Every record below is to be retyped exactly, with any pictures left out.
────────────────────────────────────────
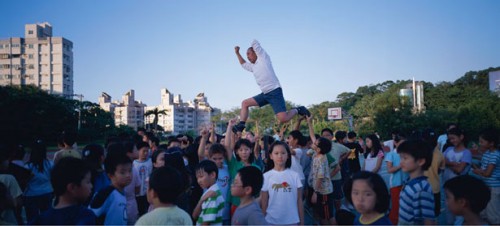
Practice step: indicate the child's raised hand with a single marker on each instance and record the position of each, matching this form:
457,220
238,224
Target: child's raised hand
209,194
204,132
309,119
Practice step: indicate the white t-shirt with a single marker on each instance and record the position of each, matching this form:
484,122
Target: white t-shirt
132,211
224,183
112,204
262,70
282,187
144,169
166,216
296,166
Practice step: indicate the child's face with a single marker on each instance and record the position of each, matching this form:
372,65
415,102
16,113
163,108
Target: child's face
244,153
160,160
315,147
279,155
134,154
237,189
122,176
408,163
363,196
218,158
143,153
82,192
455,140
455,206
204,179
369,143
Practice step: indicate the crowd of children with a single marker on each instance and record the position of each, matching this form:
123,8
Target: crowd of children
328,178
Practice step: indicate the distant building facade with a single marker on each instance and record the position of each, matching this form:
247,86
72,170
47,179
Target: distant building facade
180,116
128,111
38,59
415,93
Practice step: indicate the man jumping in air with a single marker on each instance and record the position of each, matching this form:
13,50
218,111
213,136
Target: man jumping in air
262,68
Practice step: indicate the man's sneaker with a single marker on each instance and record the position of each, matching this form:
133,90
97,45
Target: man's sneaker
303,111
238,128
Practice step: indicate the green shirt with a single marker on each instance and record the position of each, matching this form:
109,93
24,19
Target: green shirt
235,165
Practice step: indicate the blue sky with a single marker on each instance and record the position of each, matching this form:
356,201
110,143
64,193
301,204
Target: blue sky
318,48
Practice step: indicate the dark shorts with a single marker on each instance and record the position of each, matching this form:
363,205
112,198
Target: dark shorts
275,98
338,194
324,206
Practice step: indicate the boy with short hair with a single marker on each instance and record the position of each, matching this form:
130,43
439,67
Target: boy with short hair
162,195
416,202
217,153
144,166
467,196
246,186
110,204
211,205
72,185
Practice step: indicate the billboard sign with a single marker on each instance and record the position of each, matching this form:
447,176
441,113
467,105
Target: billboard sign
334,113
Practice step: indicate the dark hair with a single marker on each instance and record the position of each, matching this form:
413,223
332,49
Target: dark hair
244,142
490,135
251,176
155,141
128,146
217,149
376,183
270,162
141,144
418,149
168,190
68,170
351,135
297,135
430,137
324,145
91,154
112,162
175,160
458,132
155,155
208,167
340,135
38,155
327,130
472,189
376,146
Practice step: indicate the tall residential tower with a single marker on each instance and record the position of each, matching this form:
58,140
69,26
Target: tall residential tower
38,59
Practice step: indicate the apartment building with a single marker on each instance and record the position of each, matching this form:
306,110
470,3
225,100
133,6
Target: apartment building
38,59
128,111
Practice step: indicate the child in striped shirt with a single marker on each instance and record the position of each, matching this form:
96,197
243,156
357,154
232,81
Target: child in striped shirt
490,173
416,202
210,208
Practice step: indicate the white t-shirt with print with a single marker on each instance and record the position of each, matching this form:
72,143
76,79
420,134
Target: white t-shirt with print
282,187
────────────────────────────────────────
### Exercise response
Practice step: indicate the child's raised hand with a single marker on each instance and record the position of each, matching this form:
457,220
238,224
Target: child's raised hand
209,194
204,132
309,119
Practice step: indicate the white t-shirt with a single marker on each instance and record the position of each, matching this form:
484,122
Target: white t-shirt
132,211
224,183
112,204
262,70
282,187
144,169
166,216
296,166
Practice step: indicate the child's face with a single marker on each instance and record the position of each, matching this form:
372,65
415,102
16,113
163,108
Target: child's face
244,153
160,160
315,147
279,155
134,154
237,189
122,176
408,163
363,196
218,158
143,153
82,192
455,140
455,206
204,179
369,143
Practice step: indicate the crowd of children with a single marker on each instance and record the position of each, matching this form:
123,8
Target: crowd of children
328,178
Practice step: indicate the distant building facade with a single marker on each instance and record the position of each, matching this form:
247,86
72,170
47,179
Target: distant building facade
180,116
128,111
38,59
415,93
Practice step: indicate the man jumping in air with a single marker on each instance and record the position of each, matching this form:
13,50
218,111
213,136
Target: man jumping in air
262,68
Practice step: indicate the man's sneaker with a single marker on each instance and record the position of each, matching this form:
133,90
97,45
Target: man's sneaker
303,111
238,128
Practice step: indicate the green shirt with a single marker on each instance and record the position of each, matching this form:
109,93
24,19
Target: green shirt
235,165
Practice step: indicate the blue sky with a single marker on each instance and record the position of each, matching this form:
356,201
110,143
64,193
301,204
Target: blue sky
318,48
Practice step: indicate the dark shorts with a single marker on each instance and record the position of each, matching this form:
363,205
112,198
Target: dark shorts
275,98
338,194
324,206
Practice step: indicate the boy with short hair with a single marker on each instance and record the position of each, matching this form:
130,43
439,67
Target: boy with short hair
162,195
416,202
217,153
144,166
467,196
246,186
110,204
211,205
72,185
Practice step: indicate the billboard sign with a single marker on each instance and record the position of each, matching this form:
447,176
441,113
467,105
Target: billboard sign
334,113
Practice step: indicate the dark hair with a single marker on each instance and record the position of each, matching this form:
413,223
332,49
Target: dark hair
244,142
490,135
251,176
155,141
128,146
217,149
376,183
270,162
141,144
418,149
168,190
68,170
351,135
297,135
430,137
324,145
91,154
112,162
175,160
458,132
155,155
208,167
340,135
38,155
327,130
472,189
376,146
Practice step: indicate the tall residential tower with a single marker on each instance and record the position of each, matching this form:
58,140
69,26
Target: tall residential tower
38,59
Practice step: indicate the apartment building with a single marker on each instance and record the position of each, matching this form:
306,110
470,3
225,100
133,6
Target: apartment building
38,59
128,111
Practice step: indicate the child in striped shirt with a single marker on each instance and record the position of each, matching this form:
96,197
243,156
357,154
232,81
Target: child in striped shirt
490,173
416,202
210,208
Practice step: indicate the white t-shirt with print with a single marker on each instance and record the position of each, matching this form:
72,143
76,79
420,134
Target: white t-shirt with print
282,187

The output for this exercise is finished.